**AIM OF THE TASK**
Can you give the part of the material below that opens with the line containing "Please provide the mask of every instance of the crowd" and runs to the end of the material as a numbered list, with blank lines left out?

··· DATA FOR PROCESSING

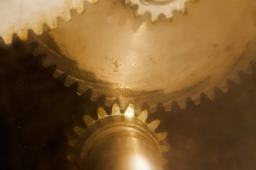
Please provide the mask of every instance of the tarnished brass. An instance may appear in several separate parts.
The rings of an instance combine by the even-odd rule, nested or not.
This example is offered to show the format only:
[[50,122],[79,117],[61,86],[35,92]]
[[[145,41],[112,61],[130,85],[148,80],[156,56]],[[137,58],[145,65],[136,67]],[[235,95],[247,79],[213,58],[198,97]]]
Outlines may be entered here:
[[250,73],[256,5],[205,0],[186,6],[187,16],[175,13],[172,23],[152,24],[119,0],[100,1],[37,37],[35,54],[48,55],[45,66],[57,65],[55,76],[70,76],[66,85],[79,82],[80,94],[93,89],[92,99],[119,97],[123,108],[131,100],[152,109],[162,102],[166,110],[173,99],[181,108],[188,97],[198,104],[200,93],[212,99],[215,87],[225,92],[227,79],[239,82],[239,71]]
[[136,117],[133,105],[130,104],[121,114],[114,104],[108,115],[98,108],[99,119],[85,116],[87,128],[74,128],[80,139],[69,141],[69,146],[78,152],[68,155],[68,159],[76,160],[81,170],[163,170],[168,161],[162,153],[169,151],[169,147],[161,144],[167,134],[154,133],[158,120],[145,123],[148,112],[145,110]]

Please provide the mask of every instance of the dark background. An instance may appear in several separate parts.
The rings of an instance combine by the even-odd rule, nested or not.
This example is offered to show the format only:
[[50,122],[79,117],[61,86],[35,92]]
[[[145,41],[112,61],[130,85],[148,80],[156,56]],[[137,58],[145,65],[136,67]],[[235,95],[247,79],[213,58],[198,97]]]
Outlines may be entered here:
[[[0,49],[1,170],[70,169],[72,115],[96,119],[104,101],[90,101],[90,91],[79,96],[77,84],[66,88],[65,75],[53,78],[56,66],[44,68],[45,57],[32,54],[36,46],[17,42]],[[163,120],[168,132],[166,169],[256,169],[256,74],[239,75],[239,85],[228,81],[228,92],[215,89],[212,100],[201,94],[199,105],[189,99],[186,109],[175,103],[167,112],[160,104],[149,114],[147,121]]]

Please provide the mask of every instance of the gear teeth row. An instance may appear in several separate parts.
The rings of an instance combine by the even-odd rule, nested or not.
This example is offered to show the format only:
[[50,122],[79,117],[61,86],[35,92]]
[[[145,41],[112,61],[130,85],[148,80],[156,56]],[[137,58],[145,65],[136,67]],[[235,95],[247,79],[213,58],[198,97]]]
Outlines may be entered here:
[[[33,8],[29,7],[29,8],[33,9],[33,10],[23,10],[23,18],[18,18],[18,20],[20,21],[19,24],[17,24],[16,23],[15,24],[12,24],[12,23],[9,22],[9,20],[6,22],[2,20],[2,23],[6,24],[6,25],[4,24],[2,25],[2,28],[0,29],[0,37],[2,38],[5,44],[9,44],[14,42],[12,36],[15,34],[17,34],[22,40],[27,39],[29,30],[32,30],[36,35],[41,35],[44,32],[43,26],[44,24],[46,24],[51,29],[54,29],[58,26],[57,18],[60,17],[64,21],[68,22],[71,19],[70,13],[71,10],[74,9],[79,13],[83,12],[84,10],[84,1],[85,0],[56,0],[56,1],[58,1],[58,3],[55,2],[55,0],[52,1],[52,5],[44,4],[46,6],[49,6],[48,8],[44,6],[44,8],[41,8],[42,6],[40,4],[40,2],[38,3],[36,0],[26,0],[26,3],[24,2],[23,3],[26,4],[27,6],[24,8],[28,8],[30,6]],[[93,4],[95,4],[98,2],[98,0],[86,0],[86,1]],[[18,3],[14,3],[11,6],[6,6],[6,8],[10,9],[10,11],[12,10],[13,11],[16,11],[17,9],[15,9],[16,8],[19,8],[18,11],[20,11],[20,6],[17,6],[19,5]],[[9,4],[10,3],[6,3],[7,5],[9,5]],[[38,10],[35,10],[35,8],[37,8]],[[41,12],[36,13],[35,12],[35,11],[40,11]],[[18,18],[15,18],[16,17],[15,16],[17,15],[16,14],[12,15],[14,16],[14,18],[12,19],[13,20],[18,20]],[[8,20],[10,19],[8,17],[6,18]]]
[[140,0],[125,0],[125,3],[131,6],[135,5],[138,6],[137,10],[135,12],[136,17],[144,15],[146,12],[148,12],[151,15],[151,20],[154,23],[157,20],[158,17],[161,14],[165,16],[166,20],[171,22],[173,17],[173,13],[175,11],[178,11],[182,14],[186,15],[188,10],[185,5],[186,2],[197,2],[195,0],[176,0],[174,1],[160,4],[151,3],[150,2],[145,4]]
[[[109,116],[111,116],[111,115],[123,115],[124,116],[129,117],[137,117],[137,118],[140,120],[145,124],[147,124],[148,127],[155,133],[155,130],[158,127],[160,124],[160,121],[158,119],[154,120],[151,122],[147,124],[146,123],[146,120],[147,119],[148,114],[148,107],[146,104],[143,105],[142,107],[141,111],[140,114],[137,116],[135,116],[135,113],[134,112],[134,105],[131,103],[130,103],[126,109],[125,110],[124,112],[122,111],[123,113],[121,113],[120,108],[118,105],[118,101],[116,101],[112,105],[111,114],[108,115],[105,110],[102,107],[99,106],[97,108],[97,115],[98,120],[102,119],[104,119]],[[91,126],[93,124],[95,123],[97,120],[95,120],[91,117],[87,115],[84,115],[83,117],[84,122],[87,126],[88,128],[90,126]],[[75,133],[81,138],[84,132],[86,130],[86,129],[78,127],[75,126],[73,128],[73,130]],[[157,133],[155,133],[155,135],[156,136],[156,139],[159,143],[160,142],[163,141],[167,136],[167,133],[166,132],[160,132]],[[70,139],[68,141],[68,144],[69,146],[74,148],[77,150],[77,145],[79,143],[79,140],[76,139]],[[170,147],[169,146],[167,145],[160,145],[159,147],[162,153],[165,153],[169,150]],[[70,161],[73,161],[76,159],[78,157],[78,155],[77,153],[72,153],[68,154],[67,156],[67,159]],[[168,162],[168,160],[162,158],[162,163],[163,165],[166,165]]]
[[[250,63],[251,67],[252,67],[252,70],[253,71],[253,72],[256,72],[256,63],[254,62],[252,62]],[[101,98],[101,100],[102,101],[102,103],[107,106],[110,106],[114,102],[115,100],[116,99],[116,98],[114,97],[105,97],[105,96],[100,96],[96,92],[92,91],[91,90],[87,90],[85,92],[81,93],[79,91],[79,88],[78,84],[73,79],[69,78],[69,76],[67,76],[64,74],[61,73],[60,74],[56,73],[58,72],[58,69],[56,69],[56,66],[53,65],[49,66],[48,68],[49,71],[51,73],[51,74],[53,74],[55,75],[54,77],[58,79],[62,83],[64,83],[65,85],[67,87],[70,87],[73,85],[74,84],[76,84],[76,88],[78,89],[77,93],[80,95],[82,96],[86,96],[88,99],[90,99],[93,101],[96,101]],[[241,81],[242,81],[243,79],[246,76],[250,76],[249,74],[247,74],[244,71],[240,71],[238,74],[240,77],[240,79]],[[158,105],[154,106],[154,107],[148,108],[148,110],[150,110],[151,113],[154,113],[156,111],[160,112],[160,111],[157,111],[157,109],[159,109],[159,108],[161,108],[162,109],[163,108],[164,111],[170,111],[171,110],[177,110],[181,109],[185,109],[188,107],[192,107],[195,106],[196,106],[198,105],[204,103],[209,102],[212,100],[215,100],[216,99],[220,98],[223,98],[224,96],[225,93],[226,93],[228,91],[231,90],[233,89],[232,86],[234,86],[234,85],[238,85],[238,83],[234,82],[233,81],[227,79],[226,82],[225,83],[226,88],[224,90],[223,88],[220,89],[218,88],[215,88],[212,90],[208,92],[207,93],[202,93],[201,94],[199,97],[197,96],[186,98],[186,99],[178,99],[177,100],[173,100],[172,101],[169,102],[168,103],[163,104],[162,103],[159,103]],[[125,105],[127,105],[127,102],[125,99],[120,98],[118,99],[119,104],[117,105],[118,107],[116,105],[116,104],[114,104],[115,107],[116,109],[124,110],[125,108]],[[133,105],[133,109],[135,109],[135,108]],[[140,106],[138,106],[137,108],[140,107]],[[119,111],[120,111],[120,110]],[[114,112],[114,113],[116,113],[116,112]]]

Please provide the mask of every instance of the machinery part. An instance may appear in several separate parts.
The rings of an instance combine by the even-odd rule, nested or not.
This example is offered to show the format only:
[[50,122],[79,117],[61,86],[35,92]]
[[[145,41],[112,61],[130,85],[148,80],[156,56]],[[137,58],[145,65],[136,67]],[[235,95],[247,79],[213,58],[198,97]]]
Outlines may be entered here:
[[186,17],[157,24],[134,18],[122,6],[102,1],[97,10],[74,14],[71,22],[35,36],[34,54],[47,55],[44,65],[57,65],[56,77],[69,75],[67,86],[78,82],[80,94],[93,89],[94,101],[118,97],[122,109],[131,100],[137,108],[148,103],[152,112],[159,102],[170,110],[174,99],[181,108],[189,97],[198,104],[201,93],[212,99],[215,87],[225,92],[227,79],[239,83],[239,71],[251,72],[255,1],[205,0]]
[[0,169],[68,170],[64,130],[78,85],[65,87],[52,77],[56,66],[44,68],[45,55],[33,55],[36,44],[14,39],[0,46]]
[[160,121],[146,124],[148,110],[135,117],[132,104],[123,114],[117,103],[111,110],[109,115],[99,107],[97,121],[84,116],[87,128],[74,127],[80,139],[70,140],[68,144],[78,152],[68,155],[67,159],[76,160],[81,170],[162,170],[168,161],[161,153],[168,151],[169,146],[160,145],[167,132],[154,132]]
[[[70,20],[70,11],[75,9],[79,13],[84,10],[84,0],[8,0],[0,2],[1,28],[0,37],[7,44],[12,42],[12,35],[17,34],[26,40],[28,30],[32,29],[38,35],[43,33],[43,25],[51,29],[57,26],[57,18]],[[98,0],[86,0],[95,4]]]
[[[0,2],[2,22],[0,37],[6,44],[9,44],[12,42],[14,34],[17,34],[23,40],[26,40],[29,29],[32,30],[37,35],[41,35],[43,33],[43,25],[46,24],[51,29],[54,29],[57,26],[58,17],[61,17],[65,21],[68,21],[71,19],[71,9],[76,9],[78,13],[81,13],[84,9],[84,1],[95,4],[98,0],[2,0]],[[186,14],[185,3],[194,0],[169,0],[161,2],[160,0],[155,0],[147,2],[146,4],[139,0],[131,0],[129,2],[131,4],[138,6],[139,8],[136,13],[137,16],[144,14],[147,11],[151,14],[152,22],[154,22],[161,14],[164,14],[169,19],[172,17],[175,10]]]
[[195,0],[125,0],[125,3],[133,6],[138,6],[135,16],[138,17],[148,12],[151,15],[151,22],[154,23],[161,14],[165,16],[167,20],[172,20],[173,12],[179,11],[184,14],[188,14],[185,3],[195,2]]

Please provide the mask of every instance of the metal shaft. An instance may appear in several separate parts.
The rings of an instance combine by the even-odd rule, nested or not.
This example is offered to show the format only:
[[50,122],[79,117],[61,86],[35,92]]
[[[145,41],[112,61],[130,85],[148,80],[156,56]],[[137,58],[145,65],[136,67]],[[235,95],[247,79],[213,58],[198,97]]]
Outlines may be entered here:
[[85,144],[80,154],[81,169],[162,169],[160,152],[148,134],[131,127],[114,129],[110,133],[103,132],[99,135],[101,137],[97,135],[90,139],[94,141],[90,149],[86,149],[88,144]]

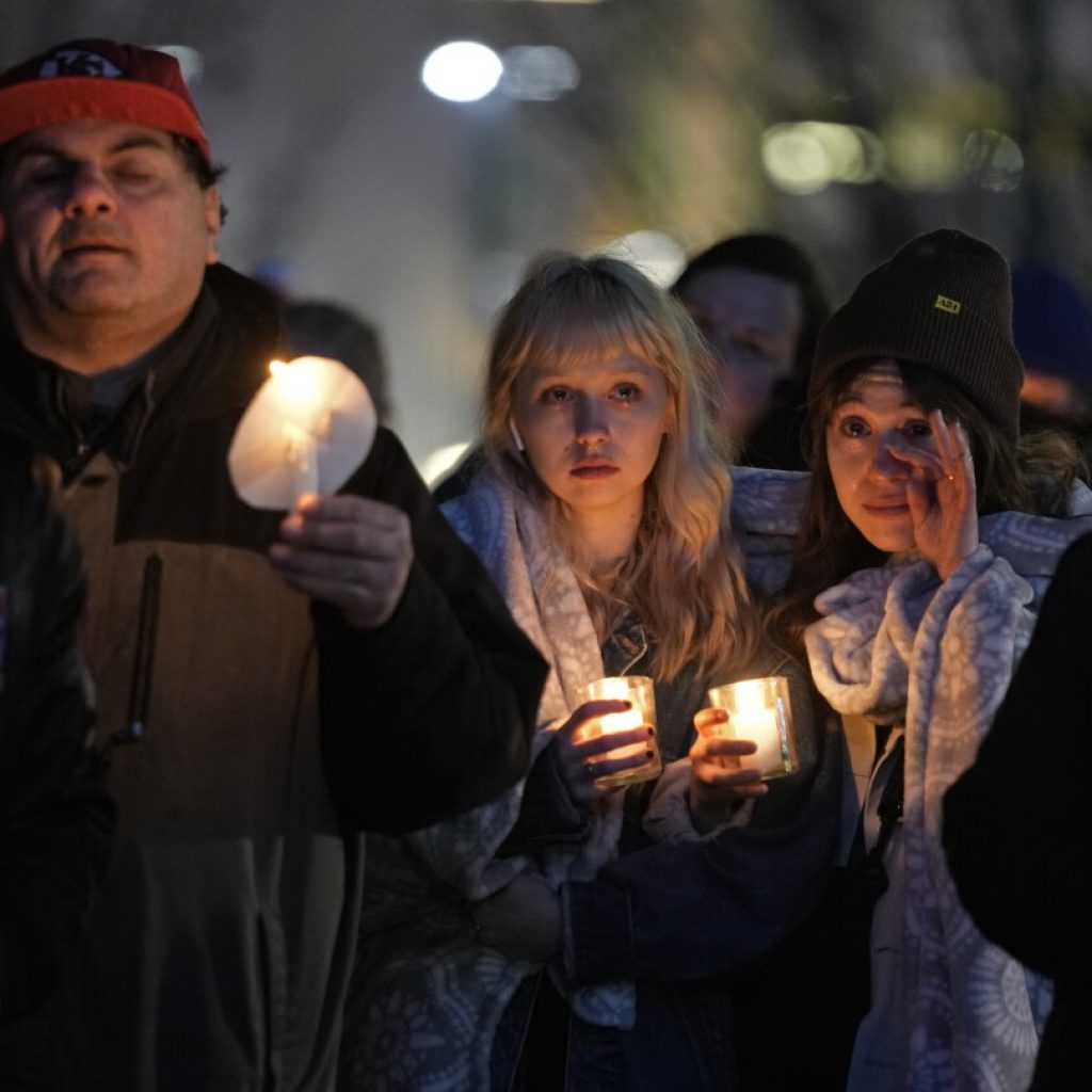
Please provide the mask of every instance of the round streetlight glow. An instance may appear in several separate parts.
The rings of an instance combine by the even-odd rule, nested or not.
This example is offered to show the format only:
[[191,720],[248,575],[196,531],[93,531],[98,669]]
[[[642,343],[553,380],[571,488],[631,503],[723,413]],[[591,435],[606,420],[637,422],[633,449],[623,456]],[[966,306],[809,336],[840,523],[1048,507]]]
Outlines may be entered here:
[[480,41],[449,41],[425,59],[420,80],[438,98],[474,103],[497,86],[505,66]]

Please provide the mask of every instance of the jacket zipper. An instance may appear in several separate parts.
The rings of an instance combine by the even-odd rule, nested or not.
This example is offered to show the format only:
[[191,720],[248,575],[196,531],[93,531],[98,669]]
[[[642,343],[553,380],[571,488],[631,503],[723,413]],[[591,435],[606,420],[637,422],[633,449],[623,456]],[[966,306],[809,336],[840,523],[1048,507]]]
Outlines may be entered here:
[[155,673],[155,638],[159,625],[159,587],[163,558],[153,554],[144,561],[136,621],[136,652],[133,656],[132,686],[129,691],[128,723],[114,733],[116,744],[139,744],[147,732],[147,711],[152,702],[152,677]]

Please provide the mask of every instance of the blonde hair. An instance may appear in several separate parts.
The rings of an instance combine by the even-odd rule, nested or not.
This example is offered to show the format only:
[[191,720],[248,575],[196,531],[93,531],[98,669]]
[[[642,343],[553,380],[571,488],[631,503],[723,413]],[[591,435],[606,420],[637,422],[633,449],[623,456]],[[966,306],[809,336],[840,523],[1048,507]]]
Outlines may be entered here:
[[[515,449],[509,422],[517,379],[530,365],[579,368],[624,354],[664,377],[670,413],[645,482],[633,549],[613,586],[605,586],[582,557],[559,501]],[[503,480],[544,507],[601,640],[628,607],[652,638],[652,669],[665,681],[690,663],[707,676],[724,673],[745,663],[759,640],[728,525],[729,453],[710,425],[721,390],[714,359],[682,307],[617,259],[539,260],[494,331],[482,427],[486,458]]]

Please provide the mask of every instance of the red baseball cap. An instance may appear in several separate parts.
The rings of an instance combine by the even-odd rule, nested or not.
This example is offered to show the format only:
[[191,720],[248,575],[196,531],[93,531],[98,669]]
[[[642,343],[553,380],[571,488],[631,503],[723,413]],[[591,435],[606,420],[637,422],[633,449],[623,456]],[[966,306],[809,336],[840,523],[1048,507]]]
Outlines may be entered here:
[[209,138],[178,61],[106,38],[54,46],[0,74],[0,145],[58,121],[133,121],[197,142]]

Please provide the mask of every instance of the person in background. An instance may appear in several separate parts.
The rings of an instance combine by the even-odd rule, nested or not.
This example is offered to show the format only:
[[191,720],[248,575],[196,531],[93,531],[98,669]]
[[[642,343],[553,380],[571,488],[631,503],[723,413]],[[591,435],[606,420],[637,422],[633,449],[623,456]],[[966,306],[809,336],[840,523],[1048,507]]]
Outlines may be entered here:
[[521,776],[545,677],[385,429],[336,496],[233,491],[283,352],[217,262],[218,177],[166,54],[0,75],[0,435],[60,466],[118,802],[49,1047],[80,1092],[331,1089],[359,832]]
[[[715,364],[636,269],[557,256],[487,370],[486,466],[443,510],[551,666],[537,757],[495,805],[369,841],[343,1090],[733,1089],[734,974],[817,895],[838,778],[804,674],[760,637]],[[601,779],[648,764],[648,729],[594,737],[625,703],[581,696],[616,675],[654,679],[666,763],[625,797]],[[802,753],[769,784],[704,708],[768,675],[790,680]]]
[[1087,776],[1092,536],[1066,550],[974,764],[945,795],[948,866],[975,924],[1054,984],[1031,1092],[1092,1085]]
[[43,1005],[106,866],[114,806],[90,749],[83,572],[48,467],[0,437],[0,1083],[33,1087]]
[[376,328],[347,307],[318,299],[286,302],[282,317],[292,355],[341,360],[368,388],[379,423],[389,425],[390,383]]
[[[790,648],[803,639],[843,720],[859,808],[841,859],[881,875],[860,939],[870,1006],[844,1047],[854,1092],[1024,1089],[1047,1004],[975,929],[940,840],[943,793],[993,723],[1059,556],[1092,529],[1075,449],[1020,438],[1010,316],[1005,259],[942,229],[868,273],[816,348],[810,488],[773,625]],[[832,1036],[816,1052],[842,1053]]]
[[1092,305],[1054,265],[1012,270],[1012,339],[1024,365],[1020,425],[1073,436],[1092,455]]
[[721,239],[672,289],[721,361],[717,426],[748,466],[803,470],[804,394],[830,304],[807,256],[779,235]]

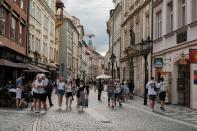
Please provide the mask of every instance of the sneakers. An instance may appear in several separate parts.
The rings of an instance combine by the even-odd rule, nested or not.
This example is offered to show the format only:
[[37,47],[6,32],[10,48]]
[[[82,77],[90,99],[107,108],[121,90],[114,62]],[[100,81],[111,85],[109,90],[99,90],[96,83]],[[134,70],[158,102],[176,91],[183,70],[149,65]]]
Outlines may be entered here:
[[16,108],[16,109],[17,109],[17,111],[22,111],[22,110],[23,110],[22,107],[18,107],[18,108]]
[[160,109],[161,109],[162,111],[165,111],[164,107],[160,107]]

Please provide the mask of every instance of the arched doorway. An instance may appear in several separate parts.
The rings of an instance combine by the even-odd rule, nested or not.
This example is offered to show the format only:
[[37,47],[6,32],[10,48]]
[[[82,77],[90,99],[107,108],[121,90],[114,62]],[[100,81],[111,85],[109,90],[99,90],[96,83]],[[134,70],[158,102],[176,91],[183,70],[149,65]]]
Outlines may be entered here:
[[190,63],[178,63],[177,78],[178,104],[190,106]]

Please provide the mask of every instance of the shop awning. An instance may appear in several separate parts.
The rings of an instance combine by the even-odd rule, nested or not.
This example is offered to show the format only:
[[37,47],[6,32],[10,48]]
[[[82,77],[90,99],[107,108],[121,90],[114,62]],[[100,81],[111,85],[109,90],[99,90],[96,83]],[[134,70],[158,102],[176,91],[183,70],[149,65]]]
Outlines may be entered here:
[[24,70],[25,72],[37,72],[37,73],[48,73],[49,71],[42,69],[40,67],[31,65],[31,64],[27,64],[27,67],[29,70]]
[[6,59],[0,59],[0,66],[7,66],[7,67],[13,67],[13,68],[28,68],[26,64],[15,63]]

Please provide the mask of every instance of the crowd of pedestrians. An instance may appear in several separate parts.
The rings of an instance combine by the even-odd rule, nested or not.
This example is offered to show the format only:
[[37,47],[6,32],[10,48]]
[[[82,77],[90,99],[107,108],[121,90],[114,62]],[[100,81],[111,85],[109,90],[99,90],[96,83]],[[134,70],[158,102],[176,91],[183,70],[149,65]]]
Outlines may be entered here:
[[[16,80],[16,108],[22,110],[23,102],[23,80],[25,75],[22,74]],[[135,96],[133,81],[120,81],[119,79],[95,79],[90,82],[77,79],[67,79],[63,77],[58,78],[56,81],[52,81],[50,77],[46,77],[45,74],[37,74],[35,80],[32,82],[32,96],[33,102],[31,110],[35,113],[46,113],[47,111],[47,98],[49,100],[49,106],[53,106],[51,95],[53,90],[58,97],[58,110],[62,110],[62,105],[66,103],[66,110],[72,110],[73,100],[76,99],[77,107],[83,111],[84,107],[88,107],[88,96],[90,87],[94,91],[98,90],[98,101],[102,101],[102,92],[106,90],[108,96],[108,107],[122,107],[123,102],[127,102],[128,99],[132,99]],[[161,78],[159,83],[156,83],[154,77],[147,83],[146,88],[148,90],[148,97],[150,101],[150,107],[154,111],[155,100],[157,95],[160,98],[161,110],[165,111],[165,97],[167,94],[167,87],[164,83],[164,79]],[[75,98],[76,96],[76,98]],[[64,101],[65,99],[65,101]]]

······

**WRITTEN ANSWER**
1. Please provide the mask of every instance of the crowd of pedestrians. An instance may appear in several separate parts.
2. The rings of an instance combine by the even-odd rule, nested or not.
3. This example is offered to show the format only:
4. [[37,47],[6,32],[10,48]]
5. [[[82,77],[90,99],[107,108],[121,90],[114,62]],[[100,81],[111,85],[109,90],[99,90],[96,83]],[[134,70],[158,102],[176,91],[183,70],[149,65]]]
6. Outlines may be entered here:
7. [[[16,80],[16,108],[22,110],[23,102],[23,80],[25,75],[22,74]],[[135,96],[133,81],[120,81],[119,79],[95,79],[90,82],[77,79],[67,79],[63,77],[58,78],[56,81],[52,81],[50,77],[46,77],[45,74],[37,74],[35,80],[32,82],[32,96],[33,102],[31,110],[35,113],[46,113],[47,111],[47,98],[49,100],[49,106],[53,106],[51,95],[53,90],[58,97],[58,110],[62,110],[62,105],[66,103],[66,110],[72,110],[73,100],[76,99],[77,107],[83,111],[84,107],[88,107],[88,96],[90,87],[94,91],[98,90],[98,101],[102,101],[102,92],[106,90],[108,96],[108,107],[122,107],[123,102],[127,102],[128,99],[132,99]],[[161,78],[159,83],[156,83],[154,77],[147,83],[146,88],[148,90],[148,97],[150,101],[150,107],[154,111],[155,100],[157,95],[160,98],[161,110],[165,111],[165,97],[167,94],[167,87],[164,83],[164,79]],[[75,98],[76,96],[76,98]],[[64,101],[65,99],[65,101]]]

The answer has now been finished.